“Behold, you will be silent and unable to speak until the day that these things come to pass.” St. Luke 1:20
Allison and I were having lunch out the other day, and a man sitting at the table across from us was wearing a t-shirt that said, “My Son Hit a Grand Slam in Cooperstown.” I hope it was true, because wouldn’t that really be something? You’ve spent quite a few summers in practices and games. You’ve logged your time in the batting cages, learned how to read a pitcher, just when to release your swing. You drove halfway across the country to get to this little town a long way off the interstate, this town where anybody who’s anybody in the world of baseball has been, probably on one of the finest days of his life. And then, with the bases loaded, when the pressure is on, you knock that white ball over the centerfield fence. “My Son Hit a Grand Slam in Cooperstown”— you know, that’s about as good as it gets for a twelve-year-old boy, the greatest day of his life.

What the task asks.
Reproduce the Cooperstown t-shirt passage above word for word, starting from the verse from St. Luke.

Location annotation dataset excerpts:
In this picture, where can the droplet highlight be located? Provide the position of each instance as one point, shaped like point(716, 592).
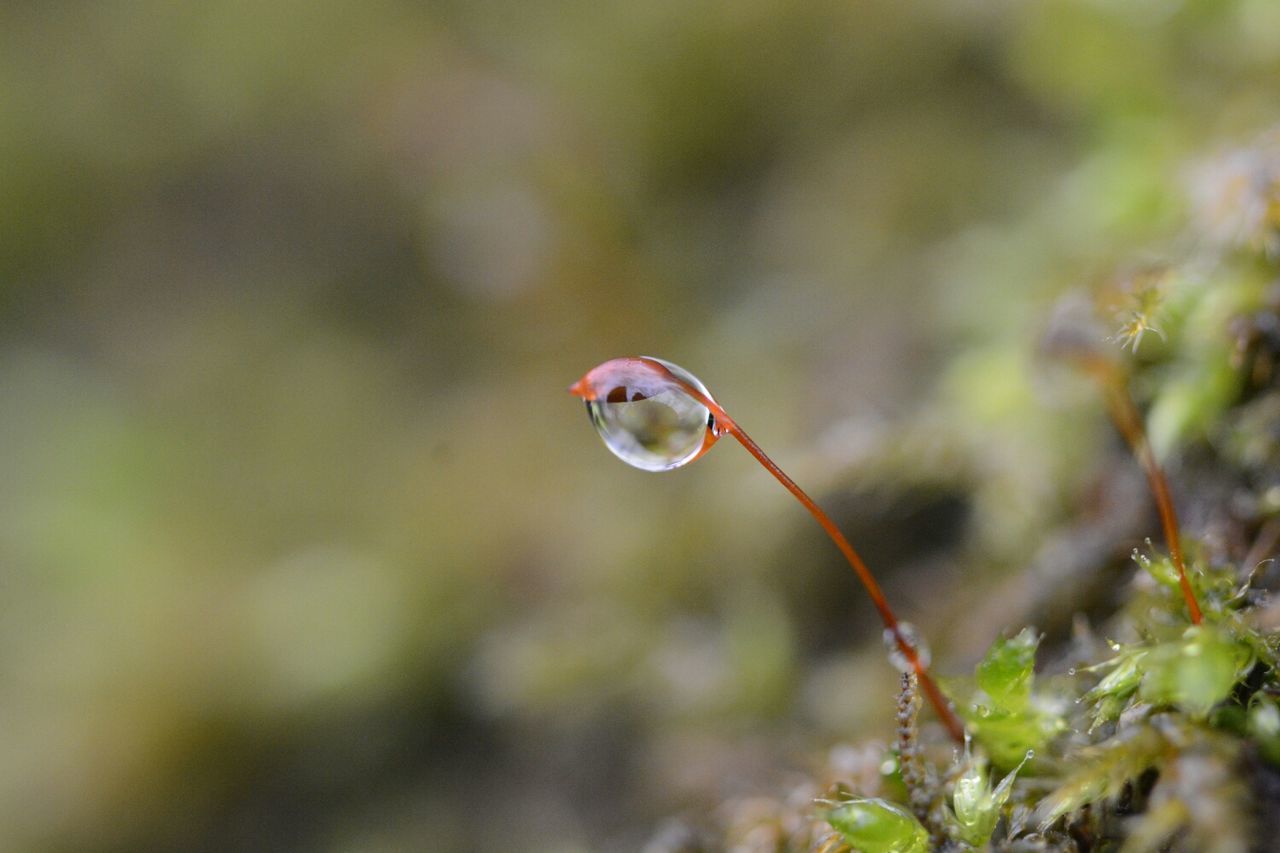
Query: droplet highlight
point(645, 415)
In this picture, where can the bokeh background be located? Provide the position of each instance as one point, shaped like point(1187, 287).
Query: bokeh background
point(302, 543)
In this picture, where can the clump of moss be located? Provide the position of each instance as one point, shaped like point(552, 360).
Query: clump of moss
point(1168, 735)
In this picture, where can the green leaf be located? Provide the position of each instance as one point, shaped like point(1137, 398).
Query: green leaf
point(1196, 671)
point(976, 806)
point(878, 826)
point(1005, 674)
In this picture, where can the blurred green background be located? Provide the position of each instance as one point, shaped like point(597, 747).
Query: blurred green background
point(302, 543)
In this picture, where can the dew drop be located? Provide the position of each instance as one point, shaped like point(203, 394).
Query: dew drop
point(912, 637)
point(644, 415)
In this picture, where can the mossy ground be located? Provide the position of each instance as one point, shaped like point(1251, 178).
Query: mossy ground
point(1136, 730)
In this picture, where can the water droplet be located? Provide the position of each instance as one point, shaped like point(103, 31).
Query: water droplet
point(912, 637)
point(644, 414)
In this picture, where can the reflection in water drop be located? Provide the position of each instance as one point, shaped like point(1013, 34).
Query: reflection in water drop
point(913, 638)
point(645, 416)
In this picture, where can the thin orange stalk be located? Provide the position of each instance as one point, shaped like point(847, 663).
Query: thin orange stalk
point(954, 726)
point(1129, 423)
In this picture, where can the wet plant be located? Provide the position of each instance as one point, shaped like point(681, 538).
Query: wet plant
point(1156, 726)
point(657, 416)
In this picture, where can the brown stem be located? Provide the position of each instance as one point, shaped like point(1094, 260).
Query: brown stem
point(1129, 423)
point(931, 689)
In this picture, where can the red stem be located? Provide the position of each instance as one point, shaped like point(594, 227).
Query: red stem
point(931, 689)
point(1129, 423)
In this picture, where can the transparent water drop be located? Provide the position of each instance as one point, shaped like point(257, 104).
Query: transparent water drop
point(912, 637)
point(644, 415)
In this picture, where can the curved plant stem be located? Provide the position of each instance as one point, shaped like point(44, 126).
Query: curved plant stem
point(1129, 423)
point(931, 689)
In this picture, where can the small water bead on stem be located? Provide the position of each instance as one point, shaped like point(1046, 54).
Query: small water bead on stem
point(657, 416)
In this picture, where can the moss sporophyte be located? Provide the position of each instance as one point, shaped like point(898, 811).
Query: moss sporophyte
point(657, 416)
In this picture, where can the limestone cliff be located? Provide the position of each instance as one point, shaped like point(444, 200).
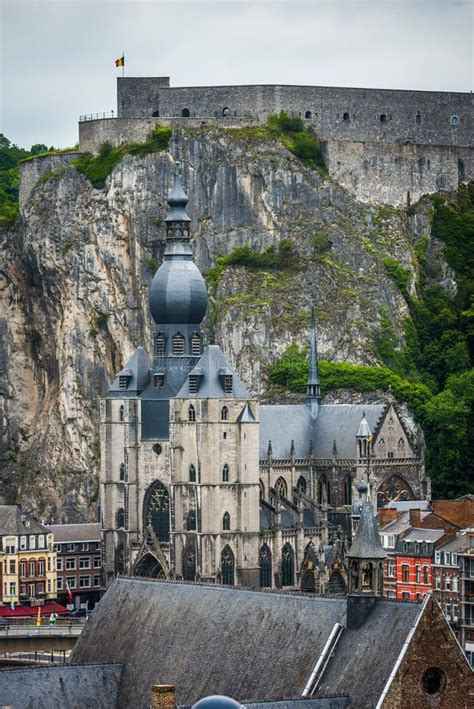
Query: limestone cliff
point(75, 274)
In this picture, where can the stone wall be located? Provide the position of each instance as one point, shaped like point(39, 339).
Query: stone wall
point(32, 170)
point(374, 172)
point(378, 115)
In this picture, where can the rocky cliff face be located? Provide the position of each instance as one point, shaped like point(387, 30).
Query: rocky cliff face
point(75, 274)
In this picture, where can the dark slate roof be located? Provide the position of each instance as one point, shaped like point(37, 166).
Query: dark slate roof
point(138, 369)
point(364, 658)
point(207, 640)
point(334, 422)
point(319, 703)
point(366, 543)
point(62, 687)
point(86, 532)
point(12, 521)
point(211, 367)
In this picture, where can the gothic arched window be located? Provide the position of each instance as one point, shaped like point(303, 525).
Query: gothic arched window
point(265, 560)
point(225, 474)
point(287, 565)
point(156, 511)
point(120, 518)
point(301, 484)
point(177, 344)
point(347, 491)
point(281, 488)
point(191, 521)
point(401, 448)
point(227, 566)
point(189, 564)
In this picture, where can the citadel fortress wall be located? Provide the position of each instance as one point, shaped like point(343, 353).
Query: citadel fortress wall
point(383, 145)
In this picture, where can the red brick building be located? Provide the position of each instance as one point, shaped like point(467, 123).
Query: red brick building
point(78, 563)
point(414, 558)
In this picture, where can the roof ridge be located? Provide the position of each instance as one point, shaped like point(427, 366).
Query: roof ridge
point(276, 591)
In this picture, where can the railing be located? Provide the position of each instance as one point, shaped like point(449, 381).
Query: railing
point(96, 116)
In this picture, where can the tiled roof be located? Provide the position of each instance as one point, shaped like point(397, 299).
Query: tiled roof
point(220, 640)
point(62, 687)
point(14, 521)
point(423, 535)
point(87, 532)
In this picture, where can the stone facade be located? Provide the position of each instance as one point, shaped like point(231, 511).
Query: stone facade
point(377, 115)
point(200, 482)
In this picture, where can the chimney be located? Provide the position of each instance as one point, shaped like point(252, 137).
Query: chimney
point(163, 696)
point(415, 518)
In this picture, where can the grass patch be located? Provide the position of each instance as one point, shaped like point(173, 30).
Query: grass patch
point(98, 168)
point(271, 259)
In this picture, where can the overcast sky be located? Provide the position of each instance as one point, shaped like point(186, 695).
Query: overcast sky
point(57, 58)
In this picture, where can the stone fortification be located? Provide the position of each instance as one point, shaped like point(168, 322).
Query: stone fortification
point(383, 145)
point(374, 115)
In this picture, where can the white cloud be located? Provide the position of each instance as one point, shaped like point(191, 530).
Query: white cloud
point(58, 57)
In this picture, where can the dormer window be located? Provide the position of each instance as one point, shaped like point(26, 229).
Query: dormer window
point(195, 344)
point(177, 344)
point(123, 381)
point(158, 380)
point(160, 343)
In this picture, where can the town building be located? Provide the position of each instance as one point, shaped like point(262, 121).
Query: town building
point(78, 563)
point(466, 567)
point(447, 578)
point(201, 482)
point(167, 644)
point(28, 568)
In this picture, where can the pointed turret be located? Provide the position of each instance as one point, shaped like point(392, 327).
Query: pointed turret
point(313, 389)
point(366, 561)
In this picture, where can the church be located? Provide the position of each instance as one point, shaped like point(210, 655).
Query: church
point(202, 483)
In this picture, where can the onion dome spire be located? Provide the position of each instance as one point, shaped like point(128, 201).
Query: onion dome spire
point(177, 220)
point(178, 294)
point(313, 388)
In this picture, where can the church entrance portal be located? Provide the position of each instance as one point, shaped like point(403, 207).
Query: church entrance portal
point(150, 567)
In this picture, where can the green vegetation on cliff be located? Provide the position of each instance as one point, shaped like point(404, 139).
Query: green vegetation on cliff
point(98, 168)
point(433, 374)
point(298, 138)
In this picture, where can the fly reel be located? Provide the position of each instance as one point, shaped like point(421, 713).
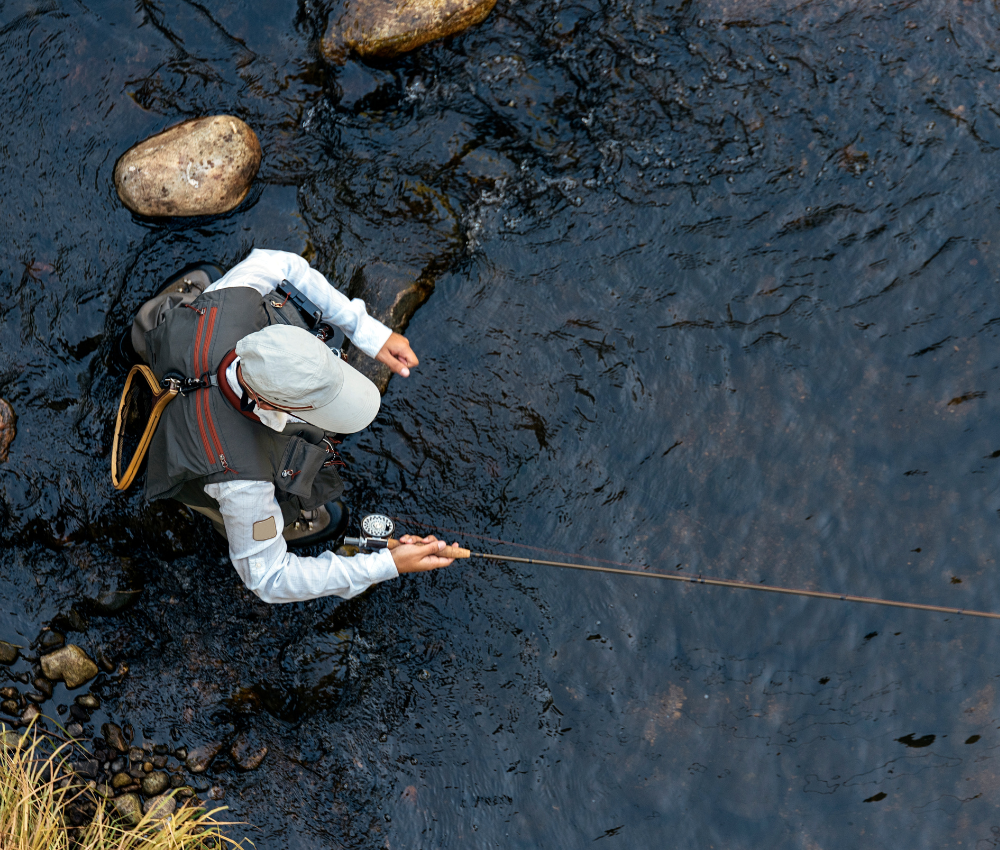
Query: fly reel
point(376, 530)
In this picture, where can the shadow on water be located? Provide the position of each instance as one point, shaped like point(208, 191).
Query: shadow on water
point(716, 291)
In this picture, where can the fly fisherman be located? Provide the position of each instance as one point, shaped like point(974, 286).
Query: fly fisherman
point(250, 446)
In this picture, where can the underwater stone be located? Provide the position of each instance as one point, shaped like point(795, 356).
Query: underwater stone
point(159, 807)
point(50, 640)
point(203, 166)
point(155, 783)
point(113, 735)
point(392, 296)
point(247, 752)
point(200, 757)
point(8, 430)
point(70, 664)
point(384, 28)
point(129, 808)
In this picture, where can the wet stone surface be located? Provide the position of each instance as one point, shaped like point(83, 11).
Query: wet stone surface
point(199, 167)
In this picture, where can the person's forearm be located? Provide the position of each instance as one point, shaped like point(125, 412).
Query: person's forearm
point(250, 511)
point(264, 269)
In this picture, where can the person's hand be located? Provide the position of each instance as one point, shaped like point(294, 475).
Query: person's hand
point(397, 355)
point(417, 554)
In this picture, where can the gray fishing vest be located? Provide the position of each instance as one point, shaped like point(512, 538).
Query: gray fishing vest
point(202, 437)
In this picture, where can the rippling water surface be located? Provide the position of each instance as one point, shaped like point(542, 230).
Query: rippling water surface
point(716, 292)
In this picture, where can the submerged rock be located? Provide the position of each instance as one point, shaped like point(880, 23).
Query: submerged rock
point(247, 751)
point(159, 807)
point(155, 783)
point(113, 735)
point(70, 664)
point(8, 430)
point(129, 808)
point(386, 28)
point(392, 296)
point(203, 166)
point(199, 758)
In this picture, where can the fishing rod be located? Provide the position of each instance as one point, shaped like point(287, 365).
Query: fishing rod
point(376, 531)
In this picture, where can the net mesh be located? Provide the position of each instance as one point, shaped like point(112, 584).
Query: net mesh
point(136, 410)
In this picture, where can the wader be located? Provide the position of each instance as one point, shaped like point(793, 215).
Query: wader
point(203, 436)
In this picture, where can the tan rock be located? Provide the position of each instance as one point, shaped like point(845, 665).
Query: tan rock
point(8, 428)
point(160, 807)
point(70, 665)
point(202, 166)
point(386, 28)
point(129, 808)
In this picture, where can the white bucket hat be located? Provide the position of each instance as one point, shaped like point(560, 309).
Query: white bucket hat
point(291, 369)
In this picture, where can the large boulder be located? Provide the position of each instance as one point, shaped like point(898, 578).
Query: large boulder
point(202, 166)
point(386, 28)
point(70, 665)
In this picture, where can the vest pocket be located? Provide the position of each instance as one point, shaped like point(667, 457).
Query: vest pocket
point(300, 462)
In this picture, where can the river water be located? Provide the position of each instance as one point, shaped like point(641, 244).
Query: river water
point(716, 293)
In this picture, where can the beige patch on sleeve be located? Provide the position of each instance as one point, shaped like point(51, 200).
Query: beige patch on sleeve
point(265, 529)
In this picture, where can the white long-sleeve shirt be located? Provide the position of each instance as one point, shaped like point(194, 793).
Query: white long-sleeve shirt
point(266, 566)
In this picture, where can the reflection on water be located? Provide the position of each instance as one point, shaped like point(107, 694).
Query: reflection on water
point(716, 292)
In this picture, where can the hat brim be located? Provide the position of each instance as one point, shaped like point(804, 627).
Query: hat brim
point(341, 416)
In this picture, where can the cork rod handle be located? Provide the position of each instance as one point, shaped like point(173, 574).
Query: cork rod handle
point(447, 552)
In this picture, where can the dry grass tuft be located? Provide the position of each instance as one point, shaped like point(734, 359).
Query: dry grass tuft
point(38, 794)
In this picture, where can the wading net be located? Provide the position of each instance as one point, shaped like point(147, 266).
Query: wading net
point(139, 412)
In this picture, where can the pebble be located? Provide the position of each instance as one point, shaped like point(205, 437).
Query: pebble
point(70, 664)
point(86, 767)
point(113, 735)
point(247, 751)
point(199, 758)
point(8, 652)
point(159, 807)
point(386, 28)
point(155, 783)
point(202, 166)
point(8, 430)
point(110, 602)
point(129, 808)
point(10, 739)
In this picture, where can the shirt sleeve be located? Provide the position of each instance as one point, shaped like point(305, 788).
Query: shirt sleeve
point(269, 569)
point(263, 270)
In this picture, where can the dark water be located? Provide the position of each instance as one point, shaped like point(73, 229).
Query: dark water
point(717, 291)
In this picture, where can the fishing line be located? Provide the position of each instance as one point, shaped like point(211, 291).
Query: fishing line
point(376, 531)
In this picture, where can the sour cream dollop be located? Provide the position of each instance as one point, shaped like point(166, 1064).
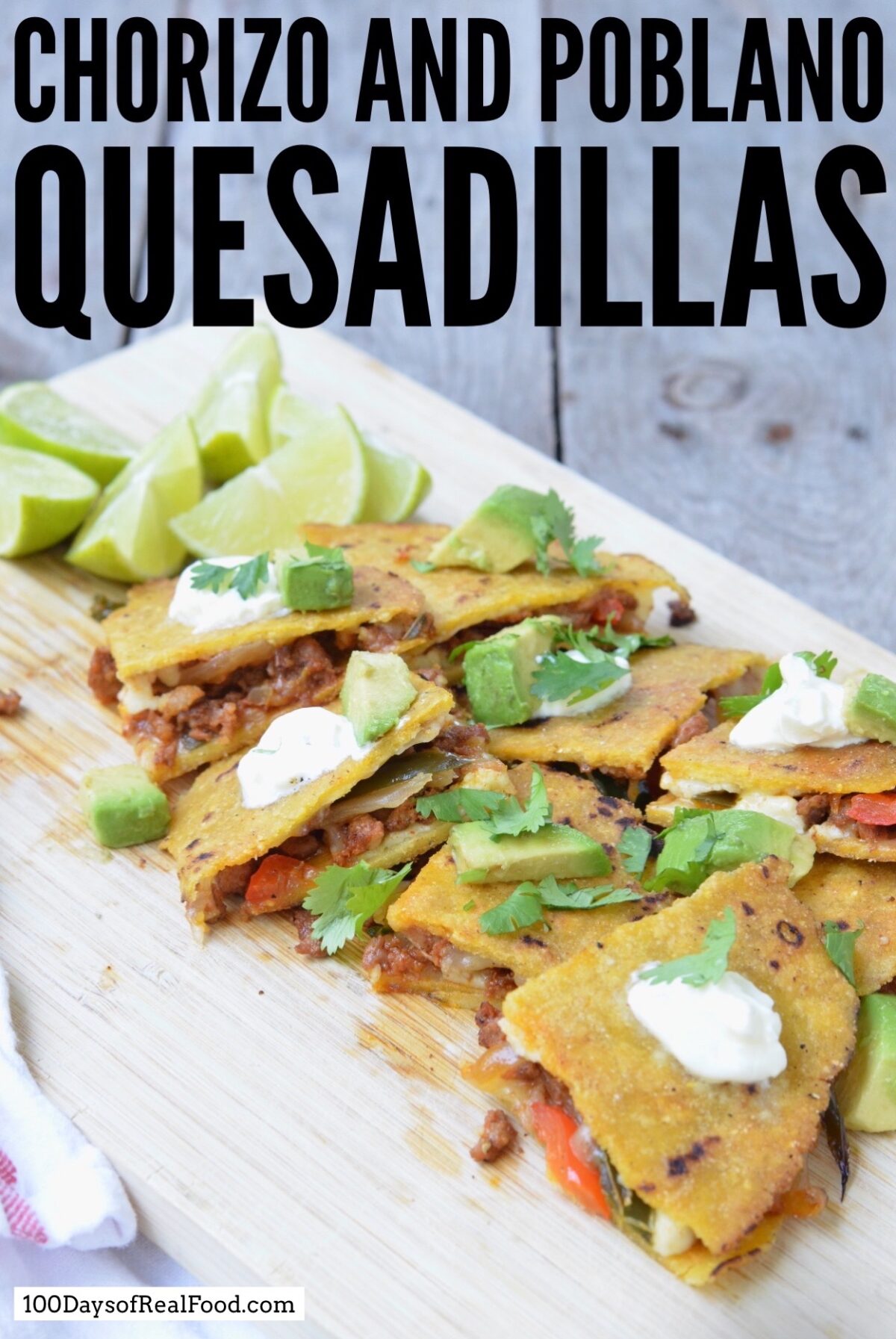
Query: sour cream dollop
point(563, 707)
point(725, 1033)
point(296, 749)
point(207, 611)
point(805, 710)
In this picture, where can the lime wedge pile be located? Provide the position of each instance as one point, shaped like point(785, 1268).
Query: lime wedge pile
point(320, 474)
point(42, 500)
point(35, 417)
point(396, 484)
point(279, 459)
point(128, 536)
point(231, 414)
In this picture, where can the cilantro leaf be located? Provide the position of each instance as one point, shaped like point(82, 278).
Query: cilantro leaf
point(629, 641)
point(511, 820)
point(570, 898)
point(520, 910)
point(841, 947)
point(244, 579)
point(634, 847)
point(526, 903)
point(319, 550)
point(473, 876)
point(559, 678)
point(464, 805)
point(344, 898)
point(824, 665)
point(555, 521)
point(703, 967)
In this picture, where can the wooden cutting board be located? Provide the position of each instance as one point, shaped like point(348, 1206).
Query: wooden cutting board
point(273, 1119)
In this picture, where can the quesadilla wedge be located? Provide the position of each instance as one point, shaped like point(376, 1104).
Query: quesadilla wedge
point(188, 698)
point(670, 690)
point(857, 895)
point(438, 945)
point(820, 789)
point(698, 1172)
point(219, 844)
point(467, 604)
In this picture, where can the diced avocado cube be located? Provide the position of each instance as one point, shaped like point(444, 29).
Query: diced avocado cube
point(315, 582)
point(499, 535)
point(497, 672)
point(122, 807)
point(867, 1092)
point(871, 707)
point(705, 842)
point(555, 849)
point(376, 692)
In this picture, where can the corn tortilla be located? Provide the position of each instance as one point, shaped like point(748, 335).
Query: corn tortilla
point(435, 901)
point(713, 1156)
point(848, 892)
point(461, 597)
point(212, 830)
point(668, 686)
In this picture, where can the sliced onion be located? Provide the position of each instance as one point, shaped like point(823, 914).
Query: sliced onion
point(386, 797)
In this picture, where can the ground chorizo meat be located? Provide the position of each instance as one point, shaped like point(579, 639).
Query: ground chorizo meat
point(487, 1021)
point(300, 672)
point(467, 738)
point(349, 841)
point(690, 729)
point(101, 677)
point(396, 820)
point(394, 957)
point(305, 923)
point(681, 614)
point(300, 848)
point(813, 809)
point(497, 1138)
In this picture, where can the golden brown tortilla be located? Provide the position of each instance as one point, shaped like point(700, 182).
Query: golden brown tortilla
point(853, 891)
point(712, 761)
point(143, 639)
point(212, 832)
point(435, 901)
point(668, 686)
point(713, 1156)
point(461, 597)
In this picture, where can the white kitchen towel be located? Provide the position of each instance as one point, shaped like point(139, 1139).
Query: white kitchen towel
point(55, 1188)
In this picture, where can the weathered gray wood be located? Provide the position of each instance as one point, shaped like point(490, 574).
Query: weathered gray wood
point(772, 445)
point(27, 351)
point(503, 371)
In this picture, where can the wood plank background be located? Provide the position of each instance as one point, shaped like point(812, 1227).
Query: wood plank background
point(773, 446)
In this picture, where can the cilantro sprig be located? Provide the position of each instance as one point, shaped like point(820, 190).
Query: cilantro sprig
point(705, 967)
point(500, 815)
point(555, 521)
point(344, 898)
point(635, 847)
point(560, 678)
point(823, 665)
point(840, 944)
point(244, 579)
point(528, 901)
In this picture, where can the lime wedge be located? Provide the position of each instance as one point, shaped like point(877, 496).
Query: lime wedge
point(396, 485)
point(128, 535)
point(231, 414)
point(35, 417)
point(42, 500)
point(320, 474)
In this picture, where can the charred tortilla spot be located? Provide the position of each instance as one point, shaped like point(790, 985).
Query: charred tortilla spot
point(791, 933)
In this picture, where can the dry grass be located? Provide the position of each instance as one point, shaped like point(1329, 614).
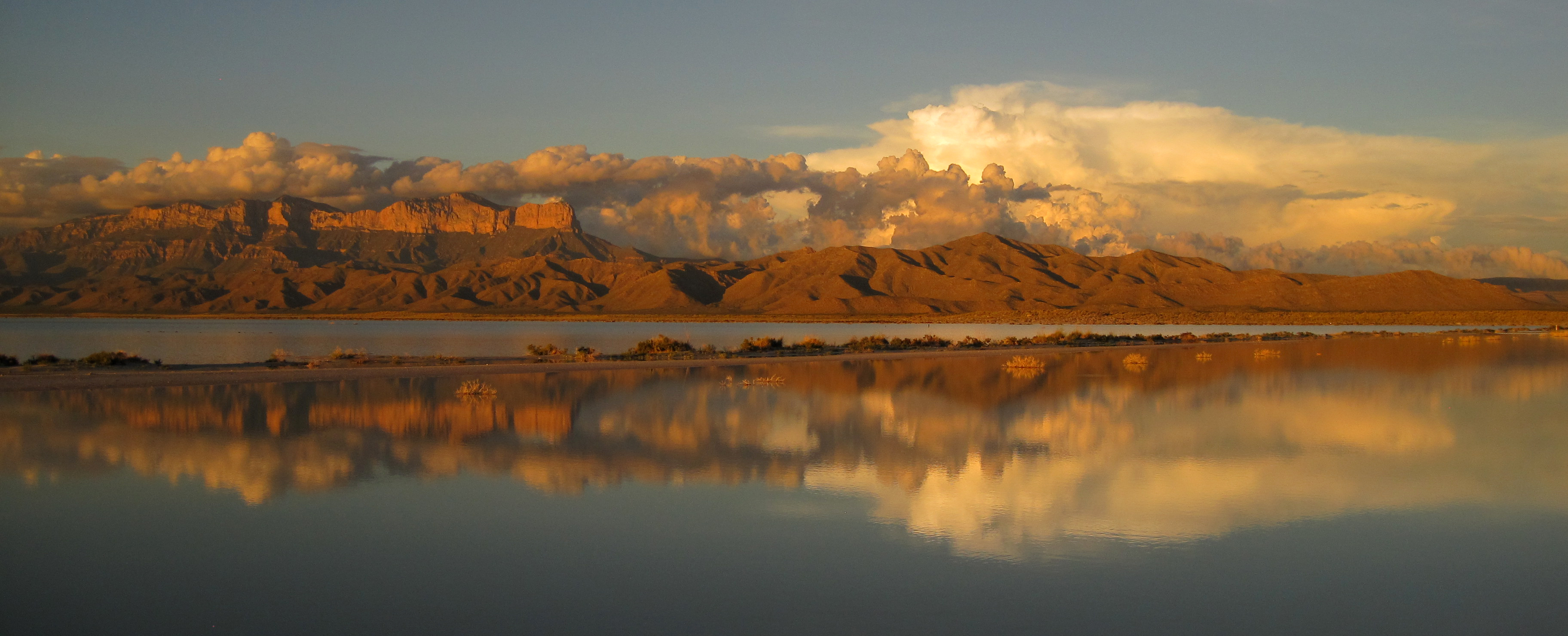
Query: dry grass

Complete output.
“Behold, you will be silent and unable to speak until the day that these things come to pass.” St. Luke 1:20
Allison and I were having lunch out the other day, and a man sitting at the table across from us was wearing a t-shirt that said, “My Son Hit a Grand Slam in Cooperstown.” I hope it was true, because wouldn’t that really be something? You’ve spent quite a few summers in practices and games. You’ve logged your time in the batting cages, learned how to read a pitcher, just when to release your swing. You drove halfway across the country to get to this little town a long way off the interstate, this town where anybody who’s anybody in the world of baseball has been, probably on one of the finest days of his life. And then, with the bases loaded, when the pressure is on, you knock that white ball over the centerfield fence. “My Son Hit a Grand Slam in Cooperstown”— you know, that’s about as good as it gets for a twelve-year-old boy, the greatest day of his life.